On July 13, 1985, just two days after Dr. Piesco's testimony, the New York Post carried an article quoting Ortiz as stating that "I believe her statement is irresponsible. Whether that merits any action at this point--I haven't addressed the issue." The New York Post reported that Ortiz "hinted [that] he may fire [Dr. Piesco]." Dr. Piesco refused the request of the New York Post to respond to Ortiz' statements.
On July 31, 1985, a meeting was held at DOP concerning examination no. 4061. Dr. Piesco, Ortiz, LaPorte, DOP's General Counsel Arthur Friedman, and its Deputy General Counsel Michael Rabin attended this meeting. On August 2, 1985, Ortiz in an intradepartmental memorandum reprimanded Dr. Piesco for her actions at this meeting. The memorandum reflected that during the course of the meeting Ortiz asked Dr. Piesco why she had not reviewed the test before it was administered. Dr. Piesco responded by standing up, pointing her finger at Ortiz in an aggressive manner and yelling, "you don't know a fucking thing about testing. I am fed up with your bullshit and inaptitude." Ortiz then asked appellant to calm down and conduct herself in a civil manner, to which she replied, "I don't have to do a fucking thing, why don't you fire me?".
On August 13, 1985, appellant received two performance evaluations from LaPorte. For the period July 1, 1983 through June 30, 1984, appellant received a "very good" overall rating. For the period July 1, 1984 through June 30, 1985, she received a "marginal" overall rating. These evaluations were in marked contrast to earlier evaluations and statements from her superiors. For the period 1982-83, Dr. Piesco received an overall evaluation of "outstanding". In a memorandum to Dr. Piesco dated March 21, 1983, Ortiz congratulated Dr. Piesco on her "outstanding performance". He noted that Dr. Piesco was one of a small number of DOP managers who received a 10 percent salary adjustment and was "indeed an asset to the agency". In a letter dated July 15, 1983, Ortiz authorized another salary increase for Dr. Piesco "[i]n recognition of [her] tireless efforts towards excellence and [her] professional dedication". After receiving the evaluations of August 13, 1985, Dr. Piesco claimed that Ortiz and LaPorte had retaliated against her for making statements to the Committee. Specifically, Dr. Piesco asserted various acts of retaliation: (1) she received two performance evaluations which improperly criticized her professional conduct; (2) a letter was placed in her personnel file criticizing her behavior at the July 31, 1985 meeting; and (3) she was excluded from two meetings with Commissioners from other agencies.

------------------------------------------------

◆ **WHAT TO DO**
1. In the excerpt about Dr. Piesco, what overall rating did she receive for the period July 1, 1984 through June 30, 1985?
2. Quote the excerpt about Dr. Piesco word for word, starting with "On July 13, 1985, just" and going on through "to Ortiz' statements.".
3. How would the excerpt about Dr. Piesco go on after its final sentence? Write the next part.

------------------------------------------------

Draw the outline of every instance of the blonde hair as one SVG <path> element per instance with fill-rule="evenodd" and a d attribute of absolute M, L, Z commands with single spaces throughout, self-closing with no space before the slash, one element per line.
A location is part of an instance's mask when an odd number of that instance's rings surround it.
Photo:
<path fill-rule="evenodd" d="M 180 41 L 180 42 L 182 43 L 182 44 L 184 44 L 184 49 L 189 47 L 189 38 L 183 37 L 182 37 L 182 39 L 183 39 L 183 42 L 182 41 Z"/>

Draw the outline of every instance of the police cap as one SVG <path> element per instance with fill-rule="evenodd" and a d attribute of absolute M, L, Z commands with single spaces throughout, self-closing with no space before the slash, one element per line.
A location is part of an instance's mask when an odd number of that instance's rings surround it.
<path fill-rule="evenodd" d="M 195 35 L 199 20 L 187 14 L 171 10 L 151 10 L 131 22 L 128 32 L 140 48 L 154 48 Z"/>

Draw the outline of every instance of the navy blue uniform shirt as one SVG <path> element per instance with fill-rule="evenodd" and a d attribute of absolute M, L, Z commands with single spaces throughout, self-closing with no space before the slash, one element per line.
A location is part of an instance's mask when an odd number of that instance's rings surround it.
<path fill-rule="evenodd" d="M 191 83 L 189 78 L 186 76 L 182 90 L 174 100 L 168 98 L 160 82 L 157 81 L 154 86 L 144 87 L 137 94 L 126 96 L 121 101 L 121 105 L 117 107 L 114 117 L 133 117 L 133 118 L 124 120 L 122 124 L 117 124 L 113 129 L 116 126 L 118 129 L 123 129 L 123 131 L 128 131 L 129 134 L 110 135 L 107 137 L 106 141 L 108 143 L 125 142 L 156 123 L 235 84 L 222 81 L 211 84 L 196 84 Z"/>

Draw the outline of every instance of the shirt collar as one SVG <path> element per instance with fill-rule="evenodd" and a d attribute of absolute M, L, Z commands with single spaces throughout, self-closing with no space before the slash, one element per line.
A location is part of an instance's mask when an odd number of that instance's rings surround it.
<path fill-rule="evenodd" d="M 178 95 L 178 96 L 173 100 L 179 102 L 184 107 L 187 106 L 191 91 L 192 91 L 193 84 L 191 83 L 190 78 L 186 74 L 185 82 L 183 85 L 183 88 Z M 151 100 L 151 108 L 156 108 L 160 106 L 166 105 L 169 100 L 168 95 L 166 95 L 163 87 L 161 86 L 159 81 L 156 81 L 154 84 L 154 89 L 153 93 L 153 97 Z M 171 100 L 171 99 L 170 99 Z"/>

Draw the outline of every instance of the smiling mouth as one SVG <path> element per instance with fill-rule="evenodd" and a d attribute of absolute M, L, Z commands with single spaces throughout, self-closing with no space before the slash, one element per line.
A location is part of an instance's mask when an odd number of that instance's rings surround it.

------------------------------------------------

◆ **ANSWERS IN ORDER**
1. She received a "marginal" overall rating.

2.
On July 13, 1985, just two days after Dr. Piesco's testimony, the New York Post carried an article quoting Ortiz as stating that "I believe her statement is irresponsible. Whether that merits any action at this point--I haven't addressed the issue." The New York Post reported that Ortiz "hinted [that] he may fire [Dr. Piesco]." Dr. Piesco refused the request of the New York Post to respond to Ortiz' statements.

3.
Sometime thereafter, the New York City Department of Investigation (DOI) conducted a probe of Dr. Piesco's allegations. On December 5, 1985, prior to the firing of Dr. Piesco, DOI concluded that the 1983-85 performance evaluations were improperly prepared to highlight criticism of her conduct. Ortiz and LaPorte had changed key responsibilities and performance expectations in violation of DOP's handbook, Guidelines for Evaluating Managerial Performance in New York City. DOI found that "[t]his treatment resulted, in part, from her testimony at the Goodman hearing". It recommended that Dr. Piesco receive new performance evaluations. DOI also found that there was no retaliatory motive for excluding Dr. Piesco from certain meetings and there was insufficient proof that placing the letter of reprimand in Dr. Piesco's personnel file was a retaliatory act.
In early December 1985, NBC contacted DOP requesting that Dr. Piesco speak to NBC on the subject of examinations in general. On December 9, 1985, Ortiz informed Dr. Piesco that she could not speak to NBC. Instead, Ortiz chose another DOP representative to be interviewed.
On December 19, 1985, Dr. Piesco commenced the instant action pursuant to 42 U.S.C. Sec. 1983, alleging that DOP, Ortiz and LaPorte violated her first, fourth, fifth and fourteenth amendment rights. With reference to her first amendment claim, Dr. Piesco alleged that Ortiz and LaPorte retaliated against her for testifying before the Committee. She also alleged various state law claims. Eight days later, on December 27, 1985, appellant was terminated from her position at DOP.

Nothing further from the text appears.